Collected data:
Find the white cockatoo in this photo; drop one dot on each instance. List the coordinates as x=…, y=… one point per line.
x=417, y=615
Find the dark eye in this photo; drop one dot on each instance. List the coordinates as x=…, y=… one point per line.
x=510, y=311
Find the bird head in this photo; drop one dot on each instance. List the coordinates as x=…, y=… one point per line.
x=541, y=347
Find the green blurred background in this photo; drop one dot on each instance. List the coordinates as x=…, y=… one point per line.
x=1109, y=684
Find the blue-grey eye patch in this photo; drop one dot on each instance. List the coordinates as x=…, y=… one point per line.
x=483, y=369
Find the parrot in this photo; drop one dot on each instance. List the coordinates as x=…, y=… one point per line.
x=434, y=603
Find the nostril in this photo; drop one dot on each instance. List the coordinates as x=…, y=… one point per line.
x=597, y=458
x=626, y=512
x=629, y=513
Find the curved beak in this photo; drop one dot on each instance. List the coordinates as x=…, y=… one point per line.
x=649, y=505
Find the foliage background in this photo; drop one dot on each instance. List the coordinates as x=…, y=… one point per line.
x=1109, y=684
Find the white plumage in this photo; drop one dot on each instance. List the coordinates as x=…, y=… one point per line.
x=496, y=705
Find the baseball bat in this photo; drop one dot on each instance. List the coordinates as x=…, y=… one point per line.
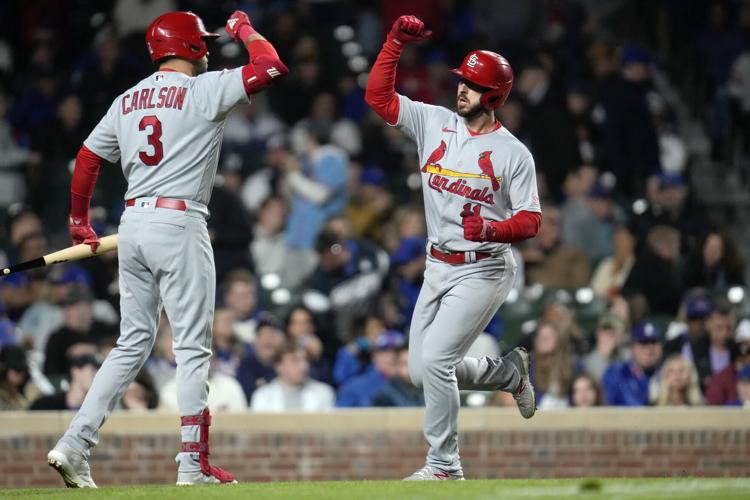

## [Written request]
Rewrite the material from the line containing "Find the bird" through the end of the material, inclusive, replacing "drop" with "place" and changing nothing else. Leave the pictures out of your answer.

## [Answer to this task]
Find the bird head in this photo; place one dot on each instance. List the coordinates as x=…, y=… one point per line.
x=541, y=347
Find the green blurred background in this photo; place one dot on each instance. List the coordinates as x=…, y=… one point per line.
x=1109, y=684
Find the blue-grey eye patch in this photo; place one dot on each instance. List the coordinates as x=…, y=… one point per line.
x=483, y=369
Find the parrot in this photo; place one dot on each instance. List the coordinates as x=…, y=… one point per line.
x=434, y=603
Find the nostril in this photo; place one dot on each instance. List the coordinates as x=…, y=… one point per line.
x=597, y=458
x=626, y=512
x=629, y=513
Find the curved beak in this photo; place one dot on each instance. List the coordinates as x=…, y=… one point per line.
x=649, y=505
Find the foliage background in this photo; place one dot on each instance. List the coordinates as x=…, y=… one point per line.
x=1109, y=684
Find the white plumage in this photo; place one dot on each instance. List the coordinates as x=…, y=… one point per line.
x=496, y=705
Find the baseball bat in this photo; place one dot on each instance. List the coordinates as x=…, y=… one point per line.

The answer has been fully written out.